Excerpt>
— Begin —
On Fri, Mar 19, 2021 at 11:31 AM Steve Bennett <[email protected]> wrote:
>
> Sure,
>
> Probably six months until the next release.
Noted!
> coccinelle sounds like a good idea. I've never used it.
>
> You could also create a wrapper to report deprecated syntax, but it will only
> find
> those that are seen at run time.
>
> local proc expr {args} {
> if {[llength $args] > 1} {
> puts "Warning: Deprecated expr syntax at [join [lrange [info frame 1]
> 1 end] :]"
> upcall expr [concat {*}$args]
> } else {
> upcall expr [lindex $args 0]
> }
> }
The wrapper is a nice idea for scripts owned by users and not part of OpenOCD
Thanks
Antonio
>
> On 19 Mar 2021, at 7:47 pm, Antonio Borneo <[email protected]> wrote:
>
> Hi,
> in a very recent change
> https://github.com/msteveb/jimtcl/commit/1843b79a03dd
> jimtcl dropped the multiple arguments for the TCL command 'expr'.
> It means that the usual syntax
> set a [expr 1 + 1]
> now returns a syntax error, and it has to be re-written as
> set a [expr {1 + 1}]
> or
> set a [expr "1 + 1"]
>
> This change will be part of future jimtcl 0.81. Maybe Steve in copy
> can provide us with some tentative schedule.
> In OpenOCD we can delay merging this future jimtcl version, but some
> Linux distribution packages OpenOCD and jimtcl in independent
> packages; they will update to jimtcl 0.81 as soon as it gets
> available, breaking most of scripts in OpenOCD package. It will become
> a support nightmare.
— End —
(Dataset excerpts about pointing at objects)
— Begin —
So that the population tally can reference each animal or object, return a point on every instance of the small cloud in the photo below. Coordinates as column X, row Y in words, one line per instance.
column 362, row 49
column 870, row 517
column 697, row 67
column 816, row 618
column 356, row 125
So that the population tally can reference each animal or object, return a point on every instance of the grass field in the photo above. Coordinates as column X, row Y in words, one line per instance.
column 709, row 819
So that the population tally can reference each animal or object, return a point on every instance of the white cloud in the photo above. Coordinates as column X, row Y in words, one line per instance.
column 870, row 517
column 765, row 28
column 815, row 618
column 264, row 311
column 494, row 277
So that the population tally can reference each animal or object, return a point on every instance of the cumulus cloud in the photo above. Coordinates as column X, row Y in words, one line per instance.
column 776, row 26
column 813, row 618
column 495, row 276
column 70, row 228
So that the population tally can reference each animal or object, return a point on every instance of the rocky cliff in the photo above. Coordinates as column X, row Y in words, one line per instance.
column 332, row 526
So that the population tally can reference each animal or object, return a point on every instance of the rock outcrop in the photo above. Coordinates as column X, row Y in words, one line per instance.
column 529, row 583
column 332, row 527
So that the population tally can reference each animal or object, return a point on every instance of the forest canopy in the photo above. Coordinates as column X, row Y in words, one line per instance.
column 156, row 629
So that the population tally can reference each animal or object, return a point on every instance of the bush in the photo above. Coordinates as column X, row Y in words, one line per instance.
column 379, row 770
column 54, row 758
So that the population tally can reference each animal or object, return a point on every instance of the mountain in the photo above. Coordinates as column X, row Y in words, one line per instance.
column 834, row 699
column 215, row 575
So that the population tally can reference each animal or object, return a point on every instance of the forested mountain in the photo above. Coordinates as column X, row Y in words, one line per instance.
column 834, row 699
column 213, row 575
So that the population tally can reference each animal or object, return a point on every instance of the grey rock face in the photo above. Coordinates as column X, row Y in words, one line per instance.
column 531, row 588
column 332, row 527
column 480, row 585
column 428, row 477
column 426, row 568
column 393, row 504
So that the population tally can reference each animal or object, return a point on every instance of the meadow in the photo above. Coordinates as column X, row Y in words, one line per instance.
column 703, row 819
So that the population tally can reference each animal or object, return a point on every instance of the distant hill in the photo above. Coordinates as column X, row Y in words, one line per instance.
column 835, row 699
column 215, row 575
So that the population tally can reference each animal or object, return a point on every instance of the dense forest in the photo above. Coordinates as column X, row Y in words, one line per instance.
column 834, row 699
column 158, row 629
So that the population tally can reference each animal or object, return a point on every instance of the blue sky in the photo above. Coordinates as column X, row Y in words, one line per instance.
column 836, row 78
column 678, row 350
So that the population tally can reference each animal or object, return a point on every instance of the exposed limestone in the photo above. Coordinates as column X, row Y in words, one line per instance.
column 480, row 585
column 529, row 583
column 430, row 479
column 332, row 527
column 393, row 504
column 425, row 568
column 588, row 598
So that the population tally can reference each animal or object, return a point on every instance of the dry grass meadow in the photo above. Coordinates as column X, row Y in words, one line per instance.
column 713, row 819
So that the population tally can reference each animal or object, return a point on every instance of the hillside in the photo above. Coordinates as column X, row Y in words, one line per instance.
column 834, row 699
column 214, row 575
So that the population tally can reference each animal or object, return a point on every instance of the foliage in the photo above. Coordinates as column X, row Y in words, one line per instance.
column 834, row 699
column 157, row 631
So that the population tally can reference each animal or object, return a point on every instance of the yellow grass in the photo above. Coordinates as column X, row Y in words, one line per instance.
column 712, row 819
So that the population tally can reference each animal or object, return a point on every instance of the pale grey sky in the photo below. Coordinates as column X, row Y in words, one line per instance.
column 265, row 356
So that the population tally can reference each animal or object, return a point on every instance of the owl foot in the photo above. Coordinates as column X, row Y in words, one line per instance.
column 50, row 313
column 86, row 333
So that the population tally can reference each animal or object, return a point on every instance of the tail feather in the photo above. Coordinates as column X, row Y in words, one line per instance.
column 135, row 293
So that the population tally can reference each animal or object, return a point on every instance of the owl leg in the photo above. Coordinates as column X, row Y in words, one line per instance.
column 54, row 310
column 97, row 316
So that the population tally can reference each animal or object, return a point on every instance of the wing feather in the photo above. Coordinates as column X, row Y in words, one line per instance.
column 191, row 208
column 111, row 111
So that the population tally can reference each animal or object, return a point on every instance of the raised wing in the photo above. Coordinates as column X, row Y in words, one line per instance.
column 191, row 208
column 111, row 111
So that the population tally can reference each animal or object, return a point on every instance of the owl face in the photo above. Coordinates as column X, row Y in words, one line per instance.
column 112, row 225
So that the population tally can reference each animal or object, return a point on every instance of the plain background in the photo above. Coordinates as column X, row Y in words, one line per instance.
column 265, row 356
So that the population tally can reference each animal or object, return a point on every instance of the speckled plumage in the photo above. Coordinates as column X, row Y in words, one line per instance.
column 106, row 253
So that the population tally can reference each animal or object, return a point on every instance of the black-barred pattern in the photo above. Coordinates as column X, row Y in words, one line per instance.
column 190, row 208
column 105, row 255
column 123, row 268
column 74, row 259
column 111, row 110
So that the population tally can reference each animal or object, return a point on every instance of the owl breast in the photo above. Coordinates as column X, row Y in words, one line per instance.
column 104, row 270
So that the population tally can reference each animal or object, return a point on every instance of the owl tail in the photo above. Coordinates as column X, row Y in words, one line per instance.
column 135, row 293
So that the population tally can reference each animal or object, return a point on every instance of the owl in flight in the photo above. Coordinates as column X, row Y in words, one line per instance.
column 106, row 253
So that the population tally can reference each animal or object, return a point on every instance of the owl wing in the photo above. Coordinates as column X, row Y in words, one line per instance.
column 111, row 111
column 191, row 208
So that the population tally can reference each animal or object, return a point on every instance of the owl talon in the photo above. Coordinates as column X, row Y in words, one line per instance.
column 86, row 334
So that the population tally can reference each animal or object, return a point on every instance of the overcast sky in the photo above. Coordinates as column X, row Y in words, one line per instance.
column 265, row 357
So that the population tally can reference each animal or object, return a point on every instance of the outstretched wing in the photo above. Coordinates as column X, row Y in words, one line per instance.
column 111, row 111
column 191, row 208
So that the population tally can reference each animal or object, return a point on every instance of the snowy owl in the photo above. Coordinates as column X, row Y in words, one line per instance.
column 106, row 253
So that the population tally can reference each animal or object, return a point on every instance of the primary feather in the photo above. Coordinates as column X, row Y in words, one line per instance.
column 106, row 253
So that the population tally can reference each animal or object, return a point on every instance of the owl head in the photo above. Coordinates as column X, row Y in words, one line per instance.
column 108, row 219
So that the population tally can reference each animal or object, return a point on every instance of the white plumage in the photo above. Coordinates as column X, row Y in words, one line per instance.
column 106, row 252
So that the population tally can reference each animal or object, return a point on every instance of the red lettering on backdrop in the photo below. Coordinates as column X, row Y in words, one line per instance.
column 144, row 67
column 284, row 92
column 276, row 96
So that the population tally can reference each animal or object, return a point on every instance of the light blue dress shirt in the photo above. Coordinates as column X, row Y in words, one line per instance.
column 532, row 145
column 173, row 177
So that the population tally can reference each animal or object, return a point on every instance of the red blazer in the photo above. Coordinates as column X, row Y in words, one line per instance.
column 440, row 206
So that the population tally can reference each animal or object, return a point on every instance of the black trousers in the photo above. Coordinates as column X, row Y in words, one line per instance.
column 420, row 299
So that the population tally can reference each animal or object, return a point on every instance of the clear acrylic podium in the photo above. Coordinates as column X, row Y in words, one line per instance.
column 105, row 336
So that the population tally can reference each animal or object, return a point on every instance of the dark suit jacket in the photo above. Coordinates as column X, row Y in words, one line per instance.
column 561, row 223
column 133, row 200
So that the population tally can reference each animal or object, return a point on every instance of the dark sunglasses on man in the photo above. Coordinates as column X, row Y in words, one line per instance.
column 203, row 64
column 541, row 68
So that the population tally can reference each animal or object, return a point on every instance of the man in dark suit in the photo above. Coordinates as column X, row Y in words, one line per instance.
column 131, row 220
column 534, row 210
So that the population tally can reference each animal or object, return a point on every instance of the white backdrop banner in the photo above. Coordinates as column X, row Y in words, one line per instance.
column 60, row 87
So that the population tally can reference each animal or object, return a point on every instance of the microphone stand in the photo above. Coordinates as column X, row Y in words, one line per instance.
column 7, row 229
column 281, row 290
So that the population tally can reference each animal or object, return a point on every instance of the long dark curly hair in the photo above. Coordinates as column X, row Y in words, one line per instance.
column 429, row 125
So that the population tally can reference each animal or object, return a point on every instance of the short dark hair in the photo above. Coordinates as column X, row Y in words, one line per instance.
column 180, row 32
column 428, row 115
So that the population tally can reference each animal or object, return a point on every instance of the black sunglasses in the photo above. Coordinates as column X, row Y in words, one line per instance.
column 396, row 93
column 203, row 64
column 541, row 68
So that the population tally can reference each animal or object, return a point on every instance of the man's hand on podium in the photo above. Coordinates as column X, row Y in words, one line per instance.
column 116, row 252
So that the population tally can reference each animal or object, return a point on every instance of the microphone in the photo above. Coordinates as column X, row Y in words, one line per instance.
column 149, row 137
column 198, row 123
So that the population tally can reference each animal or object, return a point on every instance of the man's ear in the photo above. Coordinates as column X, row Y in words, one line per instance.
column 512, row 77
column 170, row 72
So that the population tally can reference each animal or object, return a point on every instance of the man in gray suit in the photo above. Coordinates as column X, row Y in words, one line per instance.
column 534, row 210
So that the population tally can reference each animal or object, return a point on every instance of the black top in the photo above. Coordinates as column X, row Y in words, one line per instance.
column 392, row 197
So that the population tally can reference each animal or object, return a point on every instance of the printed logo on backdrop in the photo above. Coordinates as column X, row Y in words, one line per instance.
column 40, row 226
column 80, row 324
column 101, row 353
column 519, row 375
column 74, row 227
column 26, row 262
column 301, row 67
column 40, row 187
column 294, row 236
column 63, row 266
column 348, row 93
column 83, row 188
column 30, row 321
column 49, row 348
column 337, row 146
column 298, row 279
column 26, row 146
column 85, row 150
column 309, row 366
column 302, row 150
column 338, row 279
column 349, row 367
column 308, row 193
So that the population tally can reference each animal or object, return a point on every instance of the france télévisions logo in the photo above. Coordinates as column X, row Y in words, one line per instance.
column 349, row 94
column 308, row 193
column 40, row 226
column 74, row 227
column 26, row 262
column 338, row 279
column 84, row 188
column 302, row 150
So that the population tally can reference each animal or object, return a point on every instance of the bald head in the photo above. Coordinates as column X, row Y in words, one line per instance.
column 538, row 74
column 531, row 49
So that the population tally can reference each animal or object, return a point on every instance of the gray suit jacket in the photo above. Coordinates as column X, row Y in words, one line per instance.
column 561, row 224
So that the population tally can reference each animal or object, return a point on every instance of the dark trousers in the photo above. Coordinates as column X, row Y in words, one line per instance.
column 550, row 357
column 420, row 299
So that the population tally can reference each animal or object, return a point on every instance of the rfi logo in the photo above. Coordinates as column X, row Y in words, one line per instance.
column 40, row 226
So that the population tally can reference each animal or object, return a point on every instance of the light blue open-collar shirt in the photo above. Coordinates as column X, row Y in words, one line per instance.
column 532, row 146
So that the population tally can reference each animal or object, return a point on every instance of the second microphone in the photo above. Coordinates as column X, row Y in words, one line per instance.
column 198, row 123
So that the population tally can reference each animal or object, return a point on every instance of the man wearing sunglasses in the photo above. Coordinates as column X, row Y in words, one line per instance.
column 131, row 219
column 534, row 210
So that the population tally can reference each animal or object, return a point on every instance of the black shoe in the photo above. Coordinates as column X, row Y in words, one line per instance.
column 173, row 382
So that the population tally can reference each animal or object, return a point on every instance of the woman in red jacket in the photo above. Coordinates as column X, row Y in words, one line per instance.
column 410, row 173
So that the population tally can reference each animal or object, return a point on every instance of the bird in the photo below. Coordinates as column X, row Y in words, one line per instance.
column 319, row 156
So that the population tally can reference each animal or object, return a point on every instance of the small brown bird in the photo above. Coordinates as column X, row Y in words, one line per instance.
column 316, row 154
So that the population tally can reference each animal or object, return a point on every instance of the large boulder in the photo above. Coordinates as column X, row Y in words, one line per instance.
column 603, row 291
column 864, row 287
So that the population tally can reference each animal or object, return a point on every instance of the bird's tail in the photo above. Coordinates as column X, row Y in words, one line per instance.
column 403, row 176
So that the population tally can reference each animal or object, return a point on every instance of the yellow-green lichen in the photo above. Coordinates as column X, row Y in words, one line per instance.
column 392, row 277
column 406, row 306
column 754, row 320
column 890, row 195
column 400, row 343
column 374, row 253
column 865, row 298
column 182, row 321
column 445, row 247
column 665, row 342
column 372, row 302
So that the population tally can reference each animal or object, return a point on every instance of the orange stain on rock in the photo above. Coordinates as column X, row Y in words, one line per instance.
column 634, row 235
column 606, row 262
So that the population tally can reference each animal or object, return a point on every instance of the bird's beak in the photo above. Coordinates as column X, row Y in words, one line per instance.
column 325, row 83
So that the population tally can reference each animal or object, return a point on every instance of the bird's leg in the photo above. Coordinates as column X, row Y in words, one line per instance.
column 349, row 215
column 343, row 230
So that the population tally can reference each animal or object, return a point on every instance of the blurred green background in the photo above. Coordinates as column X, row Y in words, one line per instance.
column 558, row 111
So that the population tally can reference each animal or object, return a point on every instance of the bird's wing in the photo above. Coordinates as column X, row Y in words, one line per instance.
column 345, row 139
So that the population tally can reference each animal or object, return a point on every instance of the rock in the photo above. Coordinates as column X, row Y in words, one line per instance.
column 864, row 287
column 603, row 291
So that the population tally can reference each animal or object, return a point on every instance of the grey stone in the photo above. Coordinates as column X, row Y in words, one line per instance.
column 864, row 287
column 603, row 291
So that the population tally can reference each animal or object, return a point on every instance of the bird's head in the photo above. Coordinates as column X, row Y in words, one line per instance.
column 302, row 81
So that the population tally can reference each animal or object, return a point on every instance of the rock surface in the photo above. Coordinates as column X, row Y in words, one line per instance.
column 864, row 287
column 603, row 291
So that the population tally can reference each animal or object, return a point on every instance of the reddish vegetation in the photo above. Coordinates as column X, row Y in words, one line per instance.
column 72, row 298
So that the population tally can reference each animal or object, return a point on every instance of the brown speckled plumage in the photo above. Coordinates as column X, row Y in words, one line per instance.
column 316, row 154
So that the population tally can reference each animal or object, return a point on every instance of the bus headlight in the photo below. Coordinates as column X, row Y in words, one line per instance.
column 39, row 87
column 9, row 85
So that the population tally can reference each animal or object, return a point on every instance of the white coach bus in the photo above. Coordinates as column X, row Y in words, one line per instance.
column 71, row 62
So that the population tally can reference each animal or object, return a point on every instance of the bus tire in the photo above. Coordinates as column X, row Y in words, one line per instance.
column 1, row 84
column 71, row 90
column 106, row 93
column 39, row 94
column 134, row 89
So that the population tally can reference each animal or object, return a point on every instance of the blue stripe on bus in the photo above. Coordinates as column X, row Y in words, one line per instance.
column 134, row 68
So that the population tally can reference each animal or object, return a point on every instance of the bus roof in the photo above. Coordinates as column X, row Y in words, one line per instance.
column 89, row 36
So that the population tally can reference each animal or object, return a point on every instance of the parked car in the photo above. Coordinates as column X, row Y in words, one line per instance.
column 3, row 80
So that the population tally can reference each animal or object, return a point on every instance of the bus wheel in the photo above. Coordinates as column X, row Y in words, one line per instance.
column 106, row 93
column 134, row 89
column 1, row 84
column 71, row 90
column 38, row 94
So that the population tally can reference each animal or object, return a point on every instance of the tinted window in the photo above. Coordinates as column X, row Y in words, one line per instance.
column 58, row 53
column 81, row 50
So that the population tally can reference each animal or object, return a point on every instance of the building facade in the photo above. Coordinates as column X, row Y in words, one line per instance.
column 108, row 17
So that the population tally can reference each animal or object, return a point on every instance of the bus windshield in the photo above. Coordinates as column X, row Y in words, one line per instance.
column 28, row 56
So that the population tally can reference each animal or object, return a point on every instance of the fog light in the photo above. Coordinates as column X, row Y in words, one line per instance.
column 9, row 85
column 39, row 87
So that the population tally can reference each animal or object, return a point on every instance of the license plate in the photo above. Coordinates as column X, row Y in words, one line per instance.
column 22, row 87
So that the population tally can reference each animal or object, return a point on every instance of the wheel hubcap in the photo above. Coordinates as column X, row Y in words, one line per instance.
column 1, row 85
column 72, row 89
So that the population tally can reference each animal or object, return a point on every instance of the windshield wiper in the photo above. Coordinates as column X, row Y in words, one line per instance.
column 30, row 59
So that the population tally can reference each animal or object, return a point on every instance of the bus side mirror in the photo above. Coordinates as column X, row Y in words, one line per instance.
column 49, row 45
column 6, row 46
— End —
Complete the following>
(a) In the jimtcl email thread, which future jimtcl version is said to include the change to the 'expr' command?
(b) Please carry the jimtcl email thread forward from its last sentence.
The listing plays no part in this.

Per-task answers>
(a) jimtcl 0.81

(b)
> I would like to at least anticipate it, by patching existing scripts
> in master branch. When jimtcl 0.81 will be tagged we can decide to tag
> OpenOCD 0.11.1 or 0.12.0, or simply provide such a patch to the
> package managers.
>
> Today
> grep -rw expr tcl src/*/*.tcl
> returns 1729 matches! Too many to fix them manually without errors,
> mainly because of scripts that cannot be tested without the specific
> target. Also the patch review would be challenging.
>
> It exists the nice tool coccinelle
> https://coccinelle.gitlabpages.inria.fr/website/
> that is able to find matches and run transformations, widely used to
> create patches for the Linux kernel, but today it's C language
> specific, no specific support for TCL.
> Is there anyone familiar enough with coccinelle to give it a try on TCL?
> Any other idea?
>
> Some hint on already identified issues. These two cases cannot be
> fixed by simply adding {} around the arguments of 'expr'
> tcl/chip/atmel/at91/rtt.tcl:20: set f [expr $AT91C_SLOWOSC_FREQ.0 /
> $rtpres.0]
> src/jtag/startup.tcl:86: echo "Running at more than [expr
> $iterations.0 / ([ms]-$start_time)] kHz";
> because there is the concatenation of '.0' to get float
> representation. I'm not questioning the need for such representation,
> just showing that simply adding {} it's not enough and each of the
> 1729 matches has to be carefully analyzed.
> The first case above can be fixed using double quote, as
> tcl/chip/atmel/at91/rtt.tcl:20: set f [expr "$AT91C_SLOWOSC_FREQ.0
> / $rtpres.0"]
> but the second is already inside double quote; more effort is required.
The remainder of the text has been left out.